* _THE TASK_
Reproduce without alteration the lines beginning with the one that contains "of the wingtip" and continuing through the one that contains "point(271, 21)", both of them included.

* _PROVIDED INFORMATION_
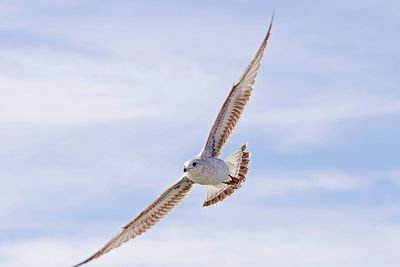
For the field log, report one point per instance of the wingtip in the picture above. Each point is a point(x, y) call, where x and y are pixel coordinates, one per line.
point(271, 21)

--

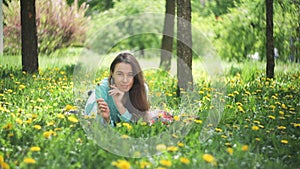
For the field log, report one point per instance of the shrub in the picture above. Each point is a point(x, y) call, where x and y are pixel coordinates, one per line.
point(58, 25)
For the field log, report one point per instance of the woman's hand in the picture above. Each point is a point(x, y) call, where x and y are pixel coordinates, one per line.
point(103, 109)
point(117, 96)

* _THE RESPONSE_
For the field log, report one point per instance of the wingtip in the picture above. Each point is a point(x, y) call, where x and y are pixel coordinates, one per line.
point(271, 21)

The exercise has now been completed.